__THE TASK__.
The records should be written out in full, with nothing altered.
▬▬▬
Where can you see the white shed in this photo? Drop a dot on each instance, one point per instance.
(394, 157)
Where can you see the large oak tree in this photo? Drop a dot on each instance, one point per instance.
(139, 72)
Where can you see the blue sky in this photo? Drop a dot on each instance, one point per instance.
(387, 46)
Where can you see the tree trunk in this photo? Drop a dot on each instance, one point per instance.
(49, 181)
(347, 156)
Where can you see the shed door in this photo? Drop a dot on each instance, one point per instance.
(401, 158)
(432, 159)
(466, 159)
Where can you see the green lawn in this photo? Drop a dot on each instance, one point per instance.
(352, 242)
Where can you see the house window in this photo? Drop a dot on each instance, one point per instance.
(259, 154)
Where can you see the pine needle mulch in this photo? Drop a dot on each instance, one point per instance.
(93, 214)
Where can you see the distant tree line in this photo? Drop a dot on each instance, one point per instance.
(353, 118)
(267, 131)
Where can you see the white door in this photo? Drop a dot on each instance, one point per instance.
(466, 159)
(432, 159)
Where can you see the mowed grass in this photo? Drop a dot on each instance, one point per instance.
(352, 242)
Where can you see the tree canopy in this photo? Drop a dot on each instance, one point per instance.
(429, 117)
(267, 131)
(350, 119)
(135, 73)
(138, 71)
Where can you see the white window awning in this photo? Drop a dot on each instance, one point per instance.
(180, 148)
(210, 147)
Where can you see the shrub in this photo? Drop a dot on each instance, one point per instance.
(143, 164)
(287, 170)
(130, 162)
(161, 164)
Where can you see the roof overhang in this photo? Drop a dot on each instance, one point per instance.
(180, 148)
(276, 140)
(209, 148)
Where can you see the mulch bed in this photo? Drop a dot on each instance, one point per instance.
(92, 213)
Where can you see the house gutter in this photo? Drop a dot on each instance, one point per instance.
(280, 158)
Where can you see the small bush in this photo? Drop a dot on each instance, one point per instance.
▬▬▬
__SOLUTION BELOW__.
Where can you see the white shed in this photo? Drop a dot on each instance, one point per instance.
(394, 157)
Where can you see the large oak tree in this photo? Drop a dot on each instance, one point per instance.
(139, 72)
Where can you see the blue sky in this photo? Drop a dot on each instance, one point per instance.
(387, 46)
Where can you see the tree trunk in this photo? Drop a dot on each instance, one point per instance.
(49, 181)
(347, 156)
Where can you see the shed door in this photo? Drop a dot on each instance, one point per instance.
(401, 158)
(432, 159)
(466, 159)
Where can you see the green lawn in this photo? Drop a dot on each instance, one point per instance.
(352, 242)
Where can you see the house window in this photo? Drop a dot on each instance, one point per instance.
(259, 154)
Where can you see the pine needle mulch in this photo? Drop a dot on each instance, one point per instance.
(93, 214)
Where can you see the distant tree line in this photo? Drop a dot on each instance, one point per instance.
(353, 118)
(267, 131)
Where can you see the white door in this photo? Drop a dot on each instance, one point per instance.
(466, 159)
(432, 159)
Where can you see the mowed grass in this photo? Drop a dot on each instance, one point per instance.
(352, 242)
Where can you see the tree canopy in this photo? Drop a dot on each instance, one point per instance.
(429, 117)
(267, 131)
(350, 119)
(135, 73)
(138, 71)
Where can you see the white window awning in this photo? Drop a dot on each instance, one point per instance.
(180, 148)
(210, 147)
Where can you see the shrub in this photo? Drop a dot on each instance, one point per instance.
(143, 164)
(287, 170)
(130, 162)
(161, 164)
Where can you see the roof overhang in this photo? Drop a dot on each instance, one point per instance.
(180, 148)
(276, 140)
(209, 148)
Where can you see the mulch bed in this photo? Drop a dot on each instance, one point per instance.
(92, 213)
Where can you see the house gutter in this photo? Drop a dot on each instance, one point per instance.
(280, 158)
Where can you see the small bush in this photo? Drop a dot on each instance, one point per instance.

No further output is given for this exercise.